#### To do
Search the data for the word "roof" and copy out every line that has it.
== == ==
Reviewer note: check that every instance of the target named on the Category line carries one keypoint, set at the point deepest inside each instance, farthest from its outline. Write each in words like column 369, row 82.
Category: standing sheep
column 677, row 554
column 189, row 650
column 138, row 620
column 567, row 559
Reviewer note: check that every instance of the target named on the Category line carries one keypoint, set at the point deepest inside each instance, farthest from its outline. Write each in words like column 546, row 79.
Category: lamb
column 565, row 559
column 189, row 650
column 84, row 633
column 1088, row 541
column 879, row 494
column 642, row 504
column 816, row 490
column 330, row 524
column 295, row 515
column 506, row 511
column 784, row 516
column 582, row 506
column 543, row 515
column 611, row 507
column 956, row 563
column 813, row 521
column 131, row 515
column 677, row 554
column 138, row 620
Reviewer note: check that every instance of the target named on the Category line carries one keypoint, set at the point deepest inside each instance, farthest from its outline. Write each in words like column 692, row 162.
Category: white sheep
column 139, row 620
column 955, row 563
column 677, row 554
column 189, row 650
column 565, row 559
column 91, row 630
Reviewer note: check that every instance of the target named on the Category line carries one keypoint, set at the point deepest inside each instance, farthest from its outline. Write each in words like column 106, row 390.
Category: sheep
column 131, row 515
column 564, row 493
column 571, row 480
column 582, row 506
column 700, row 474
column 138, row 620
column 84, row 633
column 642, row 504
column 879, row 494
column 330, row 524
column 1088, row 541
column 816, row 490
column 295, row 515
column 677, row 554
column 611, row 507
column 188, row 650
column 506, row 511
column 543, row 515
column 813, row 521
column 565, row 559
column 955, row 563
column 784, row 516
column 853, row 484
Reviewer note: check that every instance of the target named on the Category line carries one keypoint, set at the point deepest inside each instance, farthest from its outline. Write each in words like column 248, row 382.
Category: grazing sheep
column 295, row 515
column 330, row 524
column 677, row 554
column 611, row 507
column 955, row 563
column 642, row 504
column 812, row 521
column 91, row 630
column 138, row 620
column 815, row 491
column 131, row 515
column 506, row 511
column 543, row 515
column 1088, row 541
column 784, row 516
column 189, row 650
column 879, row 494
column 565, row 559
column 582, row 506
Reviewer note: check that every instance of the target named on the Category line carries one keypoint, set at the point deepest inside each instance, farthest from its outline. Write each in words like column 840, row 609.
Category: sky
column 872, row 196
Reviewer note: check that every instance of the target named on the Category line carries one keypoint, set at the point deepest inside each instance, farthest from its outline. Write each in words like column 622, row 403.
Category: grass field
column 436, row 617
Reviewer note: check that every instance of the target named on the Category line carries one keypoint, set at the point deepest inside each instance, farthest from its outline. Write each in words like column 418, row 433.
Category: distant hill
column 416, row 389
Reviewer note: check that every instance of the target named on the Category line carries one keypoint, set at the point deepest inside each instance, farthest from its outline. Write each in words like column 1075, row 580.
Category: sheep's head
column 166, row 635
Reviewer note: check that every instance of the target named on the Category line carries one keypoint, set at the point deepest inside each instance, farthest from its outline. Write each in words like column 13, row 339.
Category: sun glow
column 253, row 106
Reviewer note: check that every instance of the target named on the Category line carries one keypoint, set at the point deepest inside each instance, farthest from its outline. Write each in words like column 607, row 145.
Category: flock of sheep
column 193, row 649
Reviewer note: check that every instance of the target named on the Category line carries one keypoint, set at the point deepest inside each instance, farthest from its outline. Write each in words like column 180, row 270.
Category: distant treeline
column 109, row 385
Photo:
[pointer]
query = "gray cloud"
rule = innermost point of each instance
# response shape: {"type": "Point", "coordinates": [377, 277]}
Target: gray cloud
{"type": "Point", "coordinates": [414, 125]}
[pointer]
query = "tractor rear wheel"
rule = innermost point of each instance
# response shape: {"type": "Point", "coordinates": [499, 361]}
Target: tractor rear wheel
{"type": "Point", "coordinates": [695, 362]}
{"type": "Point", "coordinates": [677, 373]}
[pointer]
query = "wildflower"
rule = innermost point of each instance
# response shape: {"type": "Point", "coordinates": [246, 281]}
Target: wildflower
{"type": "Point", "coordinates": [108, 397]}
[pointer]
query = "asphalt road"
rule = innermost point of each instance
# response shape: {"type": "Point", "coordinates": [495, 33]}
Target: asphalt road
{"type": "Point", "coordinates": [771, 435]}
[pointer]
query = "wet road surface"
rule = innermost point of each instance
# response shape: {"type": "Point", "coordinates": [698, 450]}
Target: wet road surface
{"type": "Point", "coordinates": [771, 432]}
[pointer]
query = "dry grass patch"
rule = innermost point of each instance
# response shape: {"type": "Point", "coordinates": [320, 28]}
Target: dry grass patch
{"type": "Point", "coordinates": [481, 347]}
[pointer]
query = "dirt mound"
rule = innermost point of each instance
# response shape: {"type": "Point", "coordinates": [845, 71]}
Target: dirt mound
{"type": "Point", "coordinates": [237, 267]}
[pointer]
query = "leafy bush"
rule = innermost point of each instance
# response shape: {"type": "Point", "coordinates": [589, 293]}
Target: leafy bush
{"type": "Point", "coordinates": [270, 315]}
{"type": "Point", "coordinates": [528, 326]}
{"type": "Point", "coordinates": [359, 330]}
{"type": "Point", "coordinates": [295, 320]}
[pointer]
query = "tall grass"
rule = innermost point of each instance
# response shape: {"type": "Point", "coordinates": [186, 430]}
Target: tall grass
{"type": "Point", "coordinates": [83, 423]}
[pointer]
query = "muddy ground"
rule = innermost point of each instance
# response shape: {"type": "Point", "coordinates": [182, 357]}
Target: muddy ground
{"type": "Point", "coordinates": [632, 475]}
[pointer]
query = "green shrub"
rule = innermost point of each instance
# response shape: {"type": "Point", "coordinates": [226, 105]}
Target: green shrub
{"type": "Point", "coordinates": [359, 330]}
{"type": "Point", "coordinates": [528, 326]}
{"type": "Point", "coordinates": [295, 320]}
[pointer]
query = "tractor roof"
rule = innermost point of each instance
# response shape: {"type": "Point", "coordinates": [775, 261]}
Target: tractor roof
== == ==
#### Reply
query = "tractor roof"
Target: tractor roof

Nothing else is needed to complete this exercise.